*TASK PROMPT:* Recast the lines of the listing below, from the line containing "Target: green leaf" through the end of the listing, as a JSON list of strings with one string per line. Leave out blank lines.

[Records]
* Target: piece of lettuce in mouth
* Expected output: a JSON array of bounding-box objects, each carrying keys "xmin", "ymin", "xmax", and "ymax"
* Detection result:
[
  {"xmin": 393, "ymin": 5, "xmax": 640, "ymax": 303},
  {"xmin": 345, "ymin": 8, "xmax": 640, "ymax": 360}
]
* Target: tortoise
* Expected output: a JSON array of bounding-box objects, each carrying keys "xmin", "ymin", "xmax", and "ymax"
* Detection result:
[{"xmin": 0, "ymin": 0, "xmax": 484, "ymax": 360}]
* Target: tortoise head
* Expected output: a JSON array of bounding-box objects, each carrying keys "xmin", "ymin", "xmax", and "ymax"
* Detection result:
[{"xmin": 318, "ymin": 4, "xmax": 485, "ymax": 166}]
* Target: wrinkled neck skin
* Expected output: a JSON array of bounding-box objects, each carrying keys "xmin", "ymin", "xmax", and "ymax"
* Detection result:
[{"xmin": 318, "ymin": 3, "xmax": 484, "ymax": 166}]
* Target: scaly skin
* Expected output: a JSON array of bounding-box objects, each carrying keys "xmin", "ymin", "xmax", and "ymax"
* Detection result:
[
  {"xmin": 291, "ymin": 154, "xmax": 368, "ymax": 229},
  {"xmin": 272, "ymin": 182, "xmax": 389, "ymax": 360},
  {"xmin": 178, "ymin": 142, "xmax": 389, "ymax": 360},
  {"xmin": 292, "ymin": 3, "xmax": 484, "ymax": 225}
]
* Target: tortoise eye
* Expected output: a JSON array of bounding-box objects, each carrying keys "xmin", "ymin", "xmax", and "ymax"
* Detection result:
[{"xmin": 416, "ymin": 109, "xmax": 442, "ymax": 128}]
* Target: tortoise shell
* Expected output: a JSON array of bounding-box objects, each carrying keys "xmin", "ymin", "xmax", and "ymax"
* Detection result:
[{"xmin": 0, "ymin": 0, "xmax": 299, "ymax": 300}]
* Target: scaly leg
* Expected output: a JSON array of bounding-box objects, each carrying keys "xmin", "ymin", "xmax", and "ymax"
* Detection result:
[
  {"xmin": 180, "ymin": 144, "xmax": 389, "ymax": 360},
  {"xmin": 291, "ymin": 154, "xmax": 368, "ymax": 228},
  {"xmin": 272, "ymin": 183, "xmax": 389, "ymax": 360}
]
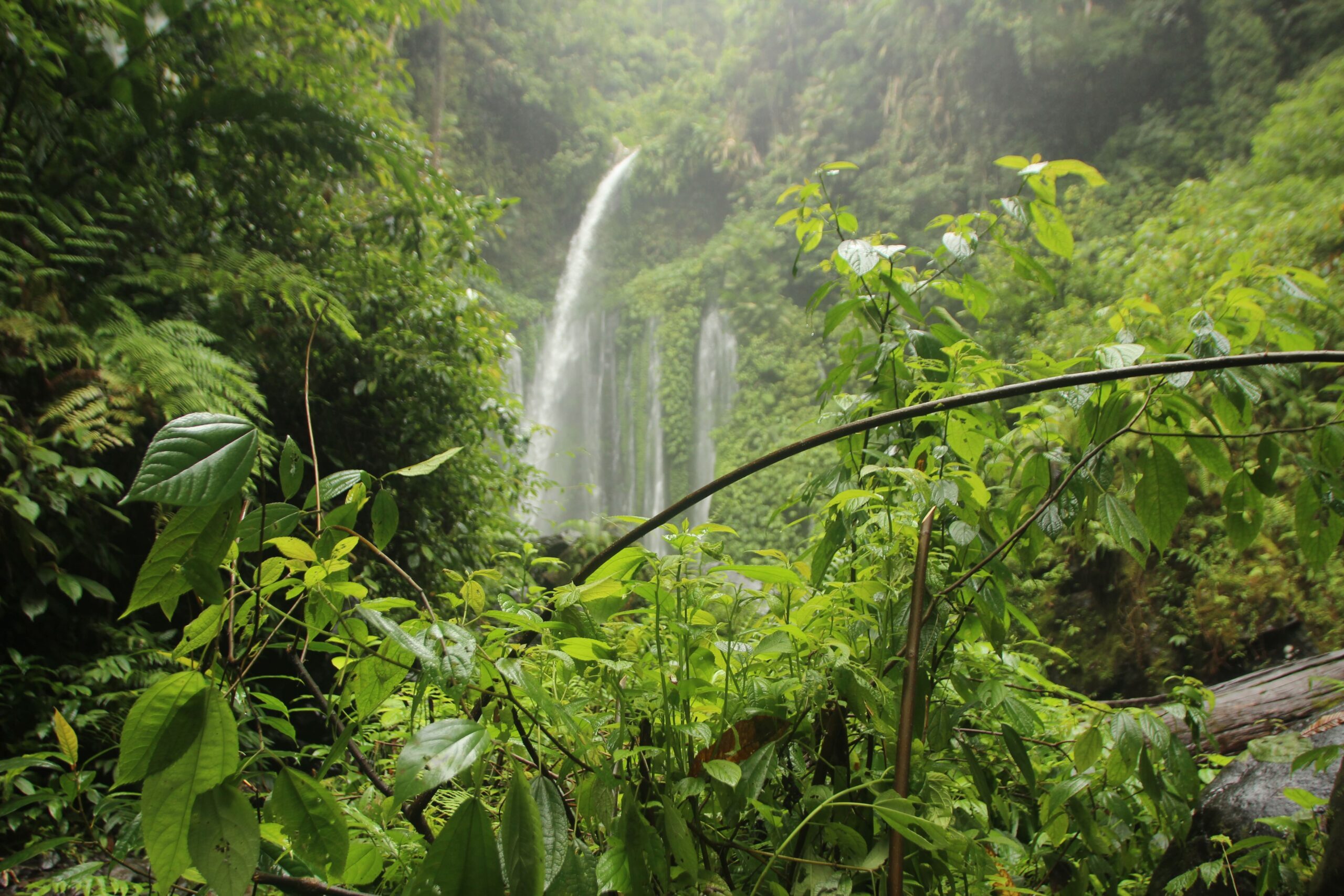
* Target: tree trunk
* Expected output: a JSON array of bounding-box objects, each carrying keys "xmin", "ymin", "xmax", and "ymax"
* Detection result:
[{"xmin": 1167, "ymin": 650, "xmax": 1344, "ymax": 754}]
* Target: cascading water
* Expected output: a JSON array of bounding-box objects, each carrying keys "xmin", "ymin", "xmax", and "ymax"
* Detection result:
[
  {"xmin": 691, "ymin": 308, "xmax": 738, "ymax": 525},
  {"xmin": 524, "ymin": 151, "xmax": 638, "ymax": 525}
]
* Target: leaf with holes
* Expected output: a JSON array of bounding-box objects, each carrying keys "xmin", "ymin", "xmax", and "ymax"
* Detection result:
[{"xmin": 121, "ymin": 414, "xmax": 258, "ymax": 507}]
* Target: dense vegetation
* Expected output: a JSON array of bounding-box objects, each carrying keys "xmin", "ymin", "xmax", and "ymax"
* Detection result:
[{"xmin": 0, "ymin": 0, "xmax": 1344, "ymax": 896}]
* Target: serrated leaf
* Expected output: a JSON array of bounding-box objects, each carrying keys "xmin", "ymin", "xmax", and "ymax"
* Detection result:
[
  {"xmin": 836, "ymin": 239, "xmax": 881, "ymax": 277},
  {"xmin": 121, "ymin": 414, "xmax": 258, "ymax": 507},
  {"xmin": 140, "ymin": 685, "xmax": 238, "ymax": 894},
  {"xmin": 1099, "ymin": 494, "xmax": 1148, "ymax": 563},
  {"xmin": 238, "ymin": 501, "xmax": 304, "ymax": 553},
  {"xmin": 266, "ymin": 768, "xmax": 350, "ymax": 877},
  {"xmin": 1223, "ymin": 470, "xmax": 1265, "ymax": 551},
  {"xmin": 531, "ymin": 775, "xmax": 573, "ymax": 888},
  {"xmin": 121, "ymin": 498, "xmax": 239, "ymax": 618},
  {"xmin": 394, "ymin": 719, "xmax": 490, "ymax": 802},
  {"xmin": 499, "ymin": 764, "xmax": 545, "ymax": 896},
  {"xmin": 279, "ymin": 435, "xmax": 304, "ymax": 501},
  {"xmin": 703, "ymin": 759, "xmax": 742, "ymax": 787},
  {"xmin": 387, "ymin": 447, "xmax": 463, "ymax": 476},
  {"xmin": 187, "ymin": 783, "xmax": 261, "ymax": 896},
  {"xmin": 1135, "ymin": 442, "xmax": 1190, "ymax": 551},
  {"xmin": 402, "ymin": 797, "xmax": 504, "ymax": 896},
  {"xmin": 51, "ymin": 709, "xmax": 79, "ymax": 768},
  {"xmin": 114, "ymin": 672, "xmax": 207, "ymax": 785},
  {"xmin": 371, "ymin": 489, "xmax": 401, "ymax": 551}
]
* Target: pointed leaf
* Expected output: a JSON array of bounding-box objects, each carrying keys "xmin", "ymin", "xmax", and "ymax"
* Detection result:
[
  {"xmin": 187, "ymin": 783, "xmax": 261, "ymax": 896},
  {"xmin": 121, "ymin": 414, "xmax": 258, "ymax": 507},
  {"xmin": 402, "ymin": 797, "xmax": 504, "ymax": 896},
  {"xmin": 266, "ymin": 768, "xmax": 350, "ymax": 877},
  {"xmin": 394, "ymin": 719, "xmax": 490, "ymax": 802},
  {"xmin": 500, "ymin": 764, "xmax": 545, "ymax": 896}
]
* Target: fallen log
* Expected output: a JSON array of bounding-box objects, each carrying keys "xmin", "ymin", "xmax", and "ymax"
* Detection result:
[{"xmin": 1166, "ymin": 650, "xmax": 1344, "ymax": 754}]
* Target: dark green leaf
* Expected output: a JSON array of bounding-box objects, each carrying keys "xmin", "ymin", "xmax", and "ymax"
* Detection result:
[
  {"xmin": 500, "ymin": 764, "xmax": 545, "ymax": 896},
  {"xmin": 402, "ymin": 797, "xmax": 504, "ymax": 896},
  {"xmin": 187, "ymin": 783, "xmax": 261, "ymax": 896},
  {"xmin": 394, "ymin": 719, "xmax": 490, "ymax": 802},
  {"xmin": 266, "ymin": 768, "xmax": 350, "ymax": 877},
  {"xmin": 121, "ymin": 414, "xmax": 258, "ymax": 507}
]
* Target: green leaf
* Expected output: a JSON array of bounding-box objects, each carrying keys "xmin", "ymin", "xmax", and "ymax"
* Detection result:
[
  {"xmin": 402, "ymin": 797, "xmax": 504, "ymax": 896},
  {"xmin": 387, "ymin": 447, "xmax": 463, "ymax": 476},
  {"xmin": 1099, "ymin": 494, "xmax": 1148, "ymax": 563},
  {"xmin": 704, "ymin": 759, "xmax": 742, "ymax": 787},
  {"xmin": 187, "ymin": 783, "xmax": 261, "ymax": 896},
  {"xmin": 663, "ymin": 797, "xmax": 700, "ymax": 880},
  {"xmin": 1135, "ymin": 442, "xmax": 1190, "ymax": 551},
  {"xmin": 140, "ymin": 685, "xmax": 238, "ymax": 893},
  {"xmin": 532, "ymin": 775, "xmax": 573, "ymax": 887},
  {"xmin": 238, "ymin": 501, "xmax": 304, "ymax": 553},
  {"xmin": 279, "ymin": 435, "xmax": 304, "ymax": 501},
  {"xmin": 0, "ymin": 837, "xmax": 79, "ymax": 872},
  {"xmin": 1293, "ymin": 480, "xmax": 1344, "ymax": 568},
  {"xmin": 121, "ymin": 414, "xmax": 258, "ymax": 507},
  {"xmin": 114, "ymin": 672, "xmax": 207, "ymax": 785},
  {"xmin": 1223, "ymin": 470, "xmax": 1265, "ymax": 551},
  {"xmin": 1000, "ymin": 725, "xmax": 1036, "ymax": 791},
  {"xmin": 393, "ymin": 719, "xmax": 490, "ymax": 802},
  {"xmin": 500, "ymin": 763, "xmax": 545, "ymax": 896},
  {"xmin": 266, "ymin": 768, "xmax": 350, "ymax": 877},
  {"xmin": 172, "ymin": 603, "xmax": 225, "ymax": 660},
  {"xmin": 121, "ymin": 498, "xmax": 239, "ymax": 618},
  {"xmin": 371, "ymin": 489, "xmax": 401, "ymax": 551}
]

*TASK RESULT:*
[
  "* Target: green leaf",
  "* Expected output: a JSON array of bounding-box objects, each carrying keys \"xmin\", \"ymin\", \"xmax\", and \"ymax\"",
  "* Detection result:",
  "[",
  "  {\"xmin\": 402, \"ymin\": 797, \"xmax\": 504, \"ymax\": 896},",
  "  {\"xmin\": 387, \"ymin\": 447, \"xmax\": 463, \"ymax\": 476},",
  "  {\"xmin\": 1099, \"ymin\": 494, \"xmax\": 1148, \"ymax\": 563},",
  "  {\"xmin\": 704, \"ymin\": 759, \"xmax\": 742, \"ymax\": 787},",
  "  {\"xmin\": 187, \"ymin\": 783, \"xmax\": 261, \"ymax\": 896},",
  "  {\"xmin\": 663, \"ymin\": 797, \"xmax\": 700, \"ymax\": 880},",
  "  {\"xmin\": 1135, \"ymin\": 442, \"xmax\": 1190, \"ymax\": 551},",
  "  {\"xmin\": 140, \"ymin\": 685, \"xmax\": 238, \"ymax\": 893},",
  "  {\"xmin\": 532, \"ymin\": 775, \"xmax\": 573, \"ymax\": 887},",
  "  {\"xmin\": 238, \"ymin\": 501, \"xmax\": 304, \"ymax\": 553},",
  "  {\"xmin\": 279, \"ymin\": 435, \"xmax\": 304, \"ymax\": 501},",
  "  {\"xmin\": 0, \"ymin\": 837, \"xmax\": 79, \"ymax\": 872},",
  "  {\"xmin\": 1293, \"ymin\": 480, \"xmax\": 1344, \"ymax\": 568},",
  "  {\"xmin\": 121, \"ymin\": 414, \"xmax\": 258, \"ymax\": 507},",
  "  {\"xmin\": 114, \"ymin\": 672, \"xmax\": 207, \"ymax\": 785},",
  "  {\"xmin\": 1223, \"ymin\": 470, \"xmax\": 1265, \"ymax\": 551},",
  "  {\"xmin\": 1000, \"ymin\": 725, \"xmax\": 1036, \"ymax\": 791},",
  "  {\"xmin\": 393, \"ymin\": 719, \"xmax\": 490, \"ymax\": 802},",
  "  {\"xmin\": 500, \"ymin\": 763, \"xmax\": 545, \"ymax\": 896},",
  "  {\"xmin\": 266, \"ymin\": 768, \"xmax\": 350, \"ymax\": 877},",
  "  {\"xmin\": 172, \"ymin\": 603, \"xmax\": 225, \"ymax\": 660},",
  "  {\"xmin\": 121, \"ymin\": 498, \"xmax\": 239, \"ymax\": 618},",
  "  {\"xmin\": 371, \"ymin\": 489, \"xmax\": 401, \"ymax\": 551}",
  "]"
]